> **JOBS**
1. In the transliteration post, what new name has the scheme been given?
2. Resume the transliteration post after its last sentence.

# Start of READING TEXT

Single Transliteration Scheme for all CM Languages - Part 2

Languages used in Carnatic Music & Literature
Post Reply
arunk
Posts: 3424
Joined: 07 Feb 2010, 21:41

Post by arunk »

Dear friends,

I am starting a new thread because the other one has enough posts in it, and i consider this one as a sort of a "new coming" :). Hope mods do not mind.

I have a significant update to the single transliteration scheme project. I have now called the scheme Unified Transliteration Scheme for Carnatic Music Compositions (Yes - quite ingenious indeed ;)!)

There are some major enhancements this time around:

A full-blown editor
Note: This is in addition to the test-bed, which you can still use for basic testing.

1. There is now a full blown editor which you can access from a browser (firefox, IE have been tested with, Safari should work too). Using this you can create sahitya with nice formatting such as bold, italic, headings, colors etc. You can also copy and paste text from a web-page or from Word (although i have not tested copy/paste from Word that much). Once you have your text ready, you click one button and it will render the text in your favorite CM language.

# End of READING TEXT
# Start of DATASET

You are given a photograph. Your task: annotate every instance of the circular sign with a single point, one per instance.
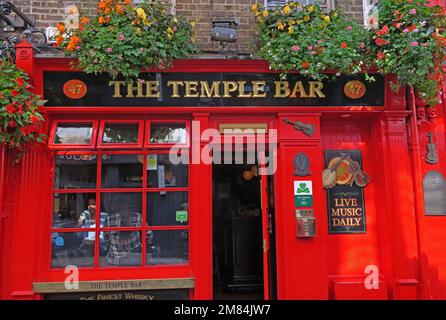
(354, 89)
(75, 89)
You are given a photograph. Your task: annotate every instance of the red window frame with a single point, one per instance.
(98, 190)
(114, 145)
(65, 146)
(149, 144)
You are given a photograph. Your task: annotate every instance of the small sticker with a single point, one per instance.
(59, 242)
(303, 193)
(152, 162)
(181, 216)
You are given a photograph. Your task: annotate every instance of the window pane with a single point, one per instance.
(73, 133)
(168, 133)
(121, 209)
(73, 210)
(161, 173)
(120, 133)
(167, 247)
(122, 171)
(69, 248)
(167, 208)
(123, 248)
(75, 171)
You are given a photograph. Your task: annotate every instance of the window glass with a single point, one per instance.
(73, 210)
(121, 209)
(122, 248)
(72, 248)
(122, 171)
(161, 173)
(120, 133)
(167, 208)
(75, 171)
(73, 133)
(168, 133)
(167, 247)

# End of DATASET

> **ANSWERS BY TASK**
1. Unified Transliteration Scheme for Carnatic Music Compositions

2.
2. You can switch to a printable view of the translation of any particular language and then print it (no "save" support yet)
3. There is support for "Variables" which allows you to specify certain terms (outside of the sahitya portions) that get translated differently for different languages so that it is appropriate for each. There is work to be done here in the sense that the "database" of known variables needs to grow. I have only a handful now. - but hopefully they allow you to get a feel for it. You can get information on how to use these Variables using the online help.

Once you know how to use the editor, a nice way to test it is to go to one of the fine rasikas.org Wiki pages with krithi listing, just select the sahitya portion (including headings), and paste it to the editor. You then ask the editor to "convert suitable terms to variables" and it should do so for raga, composer, pallavi, language, anupallavi etc. Then you translate - you may have to adjust a few things as the input text may not conform to the scheme. This also allows you to see why using variables is very useful.

Note malayalam still needs work and has been disabled in the editor. Hopefully with jayaram's help, i can complete it in the next few weeks. You can still play with malayalam in the test bed page.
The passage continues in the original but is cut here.